Pois bem, impressionado com as atrocidades cometidas pelos nazistas, Gustav Radbruch denuncia o positivismo como culpado pela situação de arbítrio implantada na Alemanha durante o nazismo (Gesetz und Recht, 1947), e busca uma fórmula teórica de compatibilização entre a positividade e a justiça; em Injustiça Legal e Direito Supralegal (Gesetzliches Unrecht und übergesetzliches Recht, 1946), depois de reconhecer que o positivismo, com sua afirmação de que “lei é lei” deixou os juristas alemães sem defesa contra leis arbitrárias e criminosas.

Diante disso, Gustav Radbruch passou a compreender na segunda fase de seu pensamento (após a experiência nazista), que o mundo dos valores jurídicos, mesmo no âmbito de uma visão neokantiana, é voltado, em última análise, para a concreção do direito na sociedade, conferindo aos homens aquilo que eles necessitam como bens existenciais, afeitos à vida em sua expressão comum, e não a fins imaginários ou utópicos (como no pensamento jurídico nazista).

Porém, o positivismo, sintetizado sob a fórmula “a lei é a lei”, deixou os juristas e a magistratura da Alemanha indefesos diante de monstruosas crueldades e arbitrariedades, por terem sido praticadas pelos detentores do poder daquela época sob a forma de lei, assim como diante da subsequente necessidade de correção jurídica das consequências de tais ilícitos, a propósito da qual continuou a apresentar sempre novas dificuldades. Nesse contexto, depois de um século de positivismo jurídico, permanece a ideia de um direito supralegal, no qual as leis positivas podem ser consideradas injustas.

Com isso, é possível formular alguns questionamentos relevantes que direcionam a presente pesquisa, quais sejam: até que ponto pode-se afirmar que existe efetivamente justiça, quando se impõe considerar inválidas regras positivas? Ou mesmo, até que ponto pode ser exigível a segurança jurídica quando ela imponha que leis devam ser reconhecidas como válidas, apesar da injustiça de seu conteúdo? Ou ainda, é possível compreender sobre que bases se constituía a autoridade do direito e a que influencias políticas ele estava sujeito? Outrossim, até que ponto as medidas tomadas pela autoridade nazista alcançavam realmente legitimidade e eram respeitadas pelos cidadãos? Seriam elas válidas e de fato úteis? Quais as suas limitações?

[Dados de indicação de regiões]
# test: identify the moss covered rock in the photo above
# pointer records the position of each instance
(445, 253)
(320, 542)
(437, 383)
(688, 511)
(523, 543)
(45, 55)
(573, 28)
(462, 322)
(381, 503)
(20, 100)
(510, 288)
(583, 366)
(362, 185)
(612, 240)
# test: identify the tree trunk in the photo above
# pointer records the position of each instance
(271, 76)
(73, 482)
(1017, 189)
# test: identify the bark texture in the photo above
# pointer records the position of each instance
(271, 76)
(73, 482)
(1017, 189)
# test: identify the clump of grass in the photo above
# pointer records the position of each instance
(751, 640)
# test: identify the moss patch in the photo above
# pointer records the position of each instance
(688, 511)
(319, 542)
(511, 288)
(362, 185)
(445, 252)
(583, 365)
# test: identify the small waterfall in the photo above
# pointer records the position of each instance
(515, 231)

EXPLORAR O MATERIAL:
A – Liste todas as perguntas que o último parágrafo do texto sobre Gustav Radbruch formula, cada uma terminada em ponto de interrogação.
B – Transcreva o trecho do texto sobre Gustav Radbruch de "Com isso, é" até "as suas limitações?".
C – Segundo o texto sobre Gustav Radbruch, em que ano foi publicada a obra Injustiça Legal e Direito Supralegal?
Os itens não têm nenhum papel nesta parte.

RESPOSTAS POR ITEM:
A –
1. até que ponto pode-se afirmar que existe efetivamente justiça, quando se impõe considerar inválidas regras positivas?
2. Ou mesmo, até que ponto pode ser exigível a segurança jurídica quando ela imponha que leis devam ser reconhecidas como válidas, apesar da injustiça de seu conteúdo?
3. Ou ainda, é possível compreender sobre que bases se constituía a autoridade do direito e a que influencias políticas ele estava sujeito?
4. Outrossim, até que ponto as medidas tomadas pela autoridade nazista alcançavam realmente legitimidade e eram respeitadas pelos cidadãos?
5. Seriam elas válidas e de fato úteis?
6. Quais as suas limitações?

B –
Com isso, é possível formular alguns questionamentos relevantes que direcionam a presente pesquisa, quais sejam: até que ponto pode-se afirmar que existe efetivamente justiça, quando se impõe considerar inválidas regras positivas? Ou mesmo, até que ponto pode ser exigível a segurança jurídica quando ela imponha que leis devam ser reconhecidas como válidas, apesar da injustiça de seu conteúdo? Ou ainda, é possível compreender sobre que bases se constituía a autoridade do direito e a que influencias políticas ele estava sujeito? Outrossim, até que ponto as medidas tomadas pela autoridade nazista alcançavam realmente legitimidade e eram respeitadas pelos cidadãos? Seriam elas válidas e de fato úteis? Quais as suas limitações?

C – Em 1946.